**Extracted text**:
** BEGIN **
The original question of the thread actually refered to the "Jagdpanzer Kanone", not the WW-II tank destroyers.

With regards Kursk and Ferdinand, I gather that Marder Battalions did just as well getting 10:1 kill ratios. It was the training and experience of the gunner that made the difference , not so much the gun and massive tank chassie it was mounted on. What they needed was more not better.There training would do the rest.

How many more Marders or other tanks could have been built /converted instead of the tonnage/labor and funding involved in the Ferdinand produciton.


----------



## Denniss (Jul 20, 2012)

German leadership was somehow obsessed with heavy tanks and they had these heavy chassis already present so they found some use instead of scrapping them. They indeed failed to notice how valuable these rather cheap Marder vehicles were. They had the StuG III but this was controlled/manned by the artillery guys, not by the armor guys, so couldn't be used in AT units.
** END **
**Data entries**:
** BEGIN **
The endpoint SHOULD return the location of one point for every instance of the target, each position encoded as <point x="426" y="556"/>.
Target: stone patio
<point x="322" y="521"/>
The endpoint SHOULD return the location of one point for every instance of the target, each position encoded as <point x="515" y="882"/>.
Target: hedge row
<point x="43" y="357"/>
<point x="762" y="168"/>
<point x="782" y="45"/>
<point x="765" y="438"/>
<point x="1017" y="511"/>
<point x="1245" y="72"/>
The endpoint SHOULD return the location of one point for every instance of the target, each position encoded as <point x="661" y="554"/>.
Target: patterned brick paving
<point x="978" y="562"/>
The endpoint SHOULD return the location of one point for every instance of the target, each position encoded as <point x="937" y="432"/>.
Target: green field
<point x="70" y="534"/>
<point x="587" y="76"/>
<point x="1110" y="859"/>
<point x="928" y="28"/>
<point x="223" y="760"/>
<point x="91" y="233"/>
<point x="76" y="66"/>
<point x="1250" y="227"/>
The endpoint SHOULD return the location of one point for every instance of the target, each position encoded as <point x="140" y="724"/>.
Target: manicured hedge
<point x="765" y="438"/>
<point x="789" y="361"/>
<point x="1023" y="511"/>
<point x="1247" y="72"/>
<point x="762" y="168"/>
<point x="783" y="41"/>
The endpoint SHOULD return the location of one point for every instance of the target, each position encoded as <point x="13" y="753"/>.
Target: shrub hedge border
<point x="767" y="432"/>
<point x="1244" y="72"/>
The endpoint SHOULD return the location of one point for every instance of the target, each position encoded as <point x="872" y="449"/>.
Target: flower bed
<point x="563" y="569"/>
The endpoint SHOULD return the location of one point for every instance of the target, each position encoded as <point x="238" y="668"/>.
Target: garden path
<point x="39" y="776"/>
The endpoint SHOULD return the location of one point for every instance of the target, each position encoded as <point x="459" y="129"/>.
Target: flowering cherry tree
** END **
**Exercise directions**: Return the stretch of the tank destroyer thread from "German leadership was" to "in AT units.", copied word for word.

**Expected answer**:
German leadership was somehow obsessed with heavy tanks and they had these heavy chassis already present so they found some use instead of scrapping them. They indeed failed to notice how valuable these rather cheap Marder vehicles were. They had the StuG III but this was controlled/manned by the artillery guys, not by the armor guys, so couldn't be used in AT units.